▸ **WHAT THIS TASK INVOLVES**: Can you continue the forum thread about intake-xarray for pangeo, starting after its last post?

▸ **TEXT SECTION**:
--------------------

From reading your recent discussions about CMIP6 (#179) and this thread I thought up a possible use case as a solution to a current problem my research group has for a distributed information system.

The idea would be to setup a Kubernetes cloud federation (https://medium.com/google-cloud/experimenting-with-cross-cloud-kubernetes-cluster-federation-dfa99f913d54) that joins up multiple clouds each that is physically located with the data. Then it might be possible to write an xarray driver for INTAKE that natively starts a dask KubeCluster() with workers+backend on the appropriate pods(?) and a dataset specific yaml. I think INGRESS could be used to effectively manage the dataset namespacing somewhat transparently (https://medium.com/google-cloud/kubernetes-nodeport-vs-loadbalancer-vs-ingress-when-should-i-use-what-922f010849e0).

Do you think that could be a reasonable approach (for co-operating organisations) to provide a simple platform for data analysis across distributed datasets? Possibly a little off topic sorry!

mmccarty · 2018-04-26T13:18:10Z

The latest on plan intake-xarray.

martindurant · 2018-04-26T13:26:56Z

The latest on plan intake-xarray.

Specifically, we will provide thin wrappers for all the xarray.open-* functions, so from pangeo's point of view, you would make a catalogue by encoding the arguments currently in the notebooks into each YAML entry for the catalogue file.

(I don't think there is any plan for intake to manage the execution environment)

rabernat · 2018-04-26T13:40:17Z

This sounds great! Let us know when you have a minimal working prototype we can try on pangeo.pydata.org!

martindurant · 2018-04-26T20:28:56Z

Work coming here: intake/intake-xarray#7 @rabernat

martindurant · 2018-04-27T23:26:13Z

I made a quick pre-release, so you can try it out with

conda install -c intake intake-xarray

(but expect some rough edges!)

mrocklin · 2018-04-28T06:05:39Z

@martindurant I suspect that people here don't have experience using intake. You might have to take a couple extra steps and show an example of its use. I recommend trying to modify one of the standard notebooks in the examples directory if you have the time.

…

On Fri, Apr 27, 2018 at 7:26 PM, Martin Durant ***@***.***> wrote: I made a quick pre-release, so you can try it out with conda install -c intake intake-xarray (but expect some rough edges!) — You are receiving this because you commented. Reply to this email directly, view it on GitHub <#39 (comment)>, or mute the thread <https://github.com/notifications/unsubscribe-auth/AASszH6qcdX4nOsivNgSC1T8mViZktW8ks5ts6kVgaJpZM4QfbC-> .

--------------------

Point localization data

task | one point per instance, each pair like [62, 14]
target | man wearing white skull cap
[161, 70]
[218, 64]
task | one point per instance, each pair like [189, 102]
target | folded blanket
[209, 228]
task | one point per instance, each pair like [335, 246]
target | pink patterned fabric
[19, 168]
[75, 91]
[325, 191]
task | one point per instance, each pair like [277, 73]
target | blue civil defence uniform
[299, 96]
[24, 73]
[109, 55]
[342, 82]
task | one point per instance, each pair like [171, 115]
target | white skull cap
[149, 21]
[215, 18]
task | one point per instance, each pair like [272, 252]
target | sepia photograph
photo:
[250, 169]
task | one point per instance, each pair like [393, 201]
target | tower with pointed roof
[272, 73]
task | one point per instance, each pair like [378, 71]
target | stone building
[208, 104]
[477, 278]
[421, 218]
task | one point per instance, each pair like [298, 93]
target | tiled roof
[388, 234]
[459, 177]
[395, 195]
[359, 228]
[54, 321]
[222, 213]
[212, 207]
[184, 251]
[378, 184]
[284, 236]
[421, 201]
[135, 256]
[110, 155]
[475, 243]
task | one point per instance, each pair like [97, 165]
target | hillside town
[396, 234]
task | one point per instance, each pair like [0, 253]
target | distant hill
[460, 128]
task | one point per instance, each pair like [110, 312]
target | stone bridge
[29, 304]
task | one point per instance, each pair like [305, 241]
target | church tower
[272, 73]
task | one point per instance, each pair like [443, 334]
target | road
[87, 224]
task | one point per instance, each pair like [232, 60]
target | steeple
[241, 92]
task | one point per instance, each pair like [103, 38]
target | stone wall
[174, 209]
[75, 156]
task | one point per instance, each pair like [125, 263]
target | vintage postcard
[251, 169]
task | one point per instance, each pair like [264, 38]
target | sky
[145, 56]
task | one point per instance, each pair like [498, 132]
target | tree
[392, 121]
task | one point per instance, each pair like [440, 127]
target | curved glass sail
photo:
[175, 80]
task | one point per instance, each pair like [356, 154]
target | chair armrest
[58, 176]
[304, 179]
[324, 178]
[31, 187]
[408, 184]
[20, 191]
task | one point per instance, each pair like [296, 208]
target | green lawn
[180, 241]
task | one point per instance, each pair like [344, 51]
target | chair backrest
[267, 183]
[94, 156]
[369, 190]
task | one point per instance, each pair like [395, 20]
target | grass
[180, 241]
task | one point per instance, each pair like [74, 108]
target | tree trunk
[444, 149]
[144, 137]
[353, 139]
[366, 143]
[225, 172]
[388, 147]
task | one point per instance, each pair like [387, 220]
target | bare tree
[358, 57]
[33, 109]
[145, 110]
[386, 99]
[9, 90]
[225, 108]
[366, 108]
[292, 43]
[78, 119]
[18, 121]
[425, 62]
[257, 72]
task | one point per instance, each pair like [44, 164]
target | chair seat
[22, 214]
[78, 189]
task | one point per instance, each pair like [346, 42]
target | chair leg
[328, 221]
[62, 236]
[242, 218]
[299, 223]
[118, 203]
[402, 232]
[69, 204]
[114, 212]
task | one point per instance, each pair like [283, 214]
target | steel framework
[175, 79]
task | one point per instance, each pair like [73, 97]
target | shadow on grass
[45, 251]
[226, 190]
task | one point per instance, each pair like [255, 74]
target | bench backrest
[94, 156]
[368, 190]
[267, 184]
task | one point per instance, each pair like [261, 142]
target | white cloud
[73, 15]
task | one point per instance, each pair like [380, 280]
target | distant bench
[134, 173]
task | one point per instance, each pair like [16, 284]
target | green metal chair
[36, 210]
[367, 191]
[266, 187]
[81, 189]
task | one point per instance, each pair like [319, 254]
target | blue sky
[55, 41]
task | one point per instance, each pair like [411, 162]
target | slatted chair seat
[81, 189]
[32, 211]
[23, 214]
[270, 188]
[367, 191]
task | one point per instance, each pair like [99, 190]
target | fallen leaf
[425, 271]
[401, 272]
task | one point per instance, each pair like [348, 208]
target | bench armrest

--------------------

▸ **ANSWER FOR THE TASK**:
mrocklin · 2018-04-29T09:41:05Z

To be clear I'm suggesting that intake folks create a PR that modifies our docker image to both include the necessary files for intake to work, and also includes modified versions of the example notebooks bundled with the image. The relevant directory for the pangeo docker image is here: https://github.com/pangeo-data/pangeo/tree/master/gce/notebook/ On Sat, Apr 28, 2018 at 2:05 AM, Matthew Rocklin <mrocklin@anaconda.com> wrote:

…

@martindurant I suspect that people here don't have experience using intake. You might have to take a couple extra steps and show an example of its use. I recommend trying to modify one of the standard notebooks in the examples directory if you have the time. On Fri, Apr 27, 2018 at 7:26 PM, Martin Durant ***@***.***> wrote: > I made a quick pre-release, so you can try it out with > > conda install -c intake intake-xarray > > (but expect some rough edges!) > > — > You are receiving this because you commented. > Reply to this email directly, view it on GitHub > <#39 (comment)>, > or mute the thread > <https://github.com/notifications/unsubscribe-auth/AASszH6qcdX4nOsivNgSC1T8mViZktW8ks5ts6kVgaJpZM4QfbC-> > . >

martindurant · 2018-04-29T13:09:12Z

Agreed, @mrocklin . First, intake-xarray should have a minimum of documentation, but that is exactly the plan.

rabernat · 2018-05-01T02:52:56Z

Just want to reiterate my enthusiasm for these developments! Can't wait to see a working example of intake-xarray in pangeo.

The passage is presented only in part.